Problem description: Drop every image, then reproduce the data exactly as given.

Records to process:
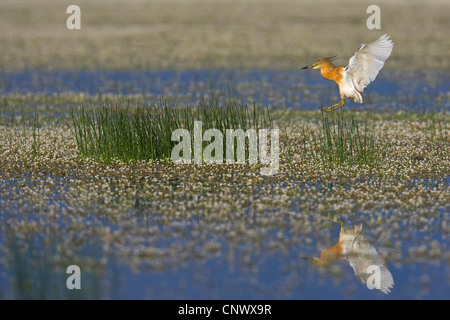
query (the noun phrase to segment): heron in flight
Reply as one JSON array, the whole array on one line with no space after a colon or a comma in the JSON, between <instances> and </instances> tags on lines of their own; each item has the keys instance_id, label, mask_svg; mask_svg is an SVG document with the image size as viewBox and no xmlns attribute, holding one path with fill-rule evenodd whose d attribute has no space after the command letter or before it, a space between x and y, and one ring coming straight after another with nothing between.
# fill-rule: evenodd
<instances>
[{"instance_id":1,"label":"heron in flight","mask_svg":"<svg viewBox=\"0 0 450 320\"><path fill-rule=\"evenodd\" d=\"M364 88L375 80L378 72L383 68L384 62L391 55L393 47L394 43L385 34L370 44L362 43L346 67L336 67L333 64L333 60L337 56L320 58L311 66L303 67L302 69L320 69L320 73L325 79L332 80L339 86L341 102L321 108L321 110L335 111L345 104L345 98L362 103Z\"/></svg>"}]
</instances>

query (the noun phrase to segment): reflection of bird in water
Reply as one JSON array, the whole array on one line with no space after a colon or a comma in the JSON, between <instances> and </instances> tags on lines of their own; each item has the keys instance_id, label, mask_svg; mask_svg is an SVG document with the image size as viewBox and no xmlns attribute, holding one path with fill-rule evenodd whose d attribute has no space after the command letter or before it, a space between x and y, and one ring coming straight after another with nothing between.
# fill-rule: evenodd
<instances>
[{"instance_id":1,"label":"reflection of bird in water","mask_svg":"<svg viewBox=\"0 0 450 320\"><path fill-rule=\"evenodd\" d=\"M328 266L336 259L348 261L355 272L356 278L361 283L372 284L369 279L374 274L373 268L379 268L379 287L375 286L383 293L388 294L394 287L394 279L392 274L386 268L383 258L378 254L377 250L364 238L362 234L362 225L356 225L352 228L345 229L344 222L338 220L341 224L339 233L339 241L320 252L319 258L314 258L313 262L322 267Z\"/></svg>"}]
</instances>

The answer:
query (the noun phrase to segment): heron in flight
Reply as one JSON array, the whole array on one line with no space after a colon or a comma in the JSON, between <instances> and </instances> tags on lines of their own; each item has the keys instance_id, label, mask_svg; mask_svg is an SVG document with the image size as viewBox and no xmlns attribute, holding one path with fill-rule evenodd whose d attribute has no space after the command letter or before it, a space between x and y, and one ring coming straight after another with nothing between.
# fill-rule: evenodd
<instances>
[{"instance_id":1,"label":"heron in flight","mask_svg":"<svg viewBox=\"0 0 450 320\"><path fill-rule=\"evenodd\" d=\"M364 88L375 80L378 72L383 68L384 62L391 55L393 47L394 43L385 34L370 44L362 43L346 67L336 67L333 64L333 60L337 56L320 58L311 66L303 67L302 69L320 69L320 73L325 79L332 80L339 86L341 102L321 108L321 110L335 111L345 104L345 98L362 103Z\"/></svg>"}]
</instances>

query (the noun phrase to segment): reflection of bird in water
Reply as one JSON array, the whole array on one line with no space after a colon or a comma in the JSON, between <instances> and </instances> tags on lines of their own; each item has the keys instance_id, label, mask_svg; mask_svg is an SVG document with the image size as viewBox and no xmlns attribute, holding one path with fill-rule evenodd whose d attribute has no space after the command letter or before it, a space between x and y, and one ring coming straight after another with nothing between.
# fill-rule: evenodd
<instances>
[{"instance_id":1,"label":"reflection of bird in water","mask_svg":"<svg viewBox=\"0 0 450 320\"><path fill-rule=\"evenodd\" d=\"M328 266L336 259L348 261L355 272L356 278L361 283L372 284L369 279L374 274L373 268L379 268L379 287L375 286L383 293L388 294L394 287L394 279L392 274L386 268L383 258L378 254L377 250L364 238L362 234L362 225L356 225L352 228L345 229L344 222L338 220L341 224L339 233L339 241L320 252L319 258L314 258L313 262L322 267Z\"/></svg>"}]
</instances>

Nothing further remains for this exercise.